--- START Passage to read ---

In a comprehensive retrospective, the Generali Foundation is presenting the work of the Korean American artist Theresa Hak Kyung Cha (1951-1982) for the first time in Europe. The Generali Foundation has reconstructed several of Cha's works including a seminal slide projection, which will be shown for the first time since the artist's early death.
Theresa Hak Kyung Cha
In a comprehensive retrospective, the Generali Foundation is presenting the work of the Korean American artist Theresa Hak Kyung Cha (1951-1982) for the first time in Europe. The Generali Foundation has reconstructed several of Cha's works including a seminal slide projection, which will be shown for the first time since the artist's early death.

--- END Passage to read ---

■ Exercise set
[1] Summarize the passage on Theresa Hak Kyung Cha in two sentences.
[2] Answer these about the passage on Theresa Hak Kyung Cha:
(a) Which institution is presenting the retrospective?
(b) What years of Cha's life does the passage give?
(c) Which reconstructed work will be shown for the first time since the artist's death?
The data are separate from the passage on Theresa Hak Kyung Cha.

--- START Data provided ---

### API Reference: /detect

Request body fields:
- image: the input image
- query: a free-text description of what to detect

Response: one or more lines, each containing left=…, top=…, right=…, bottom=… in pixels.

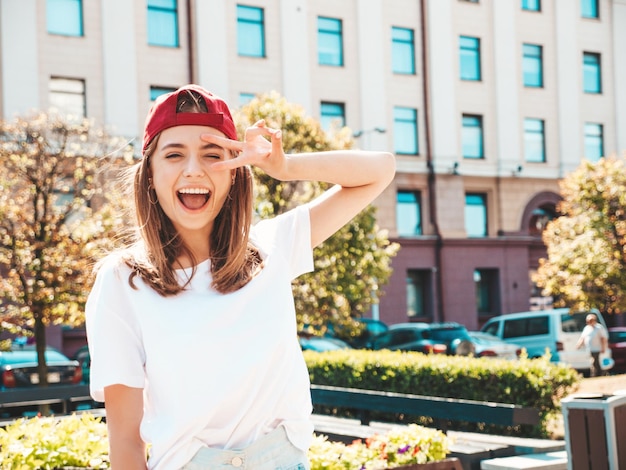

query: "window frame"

left=236, top=3, right=267, bottom=59
left=46, top=0, right=85, bottom=37
left=48, top=75, right=87, bottom=119
left=391, top=26, right=416, bottom=75
left=524, top=118, right=546, bottom=163
left=580, top=0, right=600, bottom=20
left=464, top=192, right=489, bottom=238
left=583, top=122, right=604, bottom=162
left=521, top=0, right=541, bottom=11
left=393, top=106, right=419, bottom=155
left=317, top=16, right=344, bottom=67
left=396, top=189, right=424, bottom=238
left=459, top=34, right=482, bottom=82
left=522, top=43, right=543, bottom=88
left=583, top=51, right=602, bottom=95
left=461, top=114, right=485, bottom=160
left=146, top=0, right=180, bottom=48
left=320, top=101, right=346, bottom=132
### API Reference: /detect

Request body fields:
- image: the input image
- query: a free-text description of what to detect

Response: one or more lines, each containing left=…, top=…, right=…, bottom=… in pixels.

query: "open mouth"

--- END Data provided ---

■ Per-task answers
[1] The Generali Foundation is presenting a comprehensive retrospective of the Korean American artist Theresa Hak Kyung Cha (1951-1982), the first in Europe. The foundation has reconstructed several of her works, including a seminal slide projection that will be shown for the first time since her early death.

[2]
(a) The Generali Foundation
(b) 1951-1982
(c) A seminal slide projection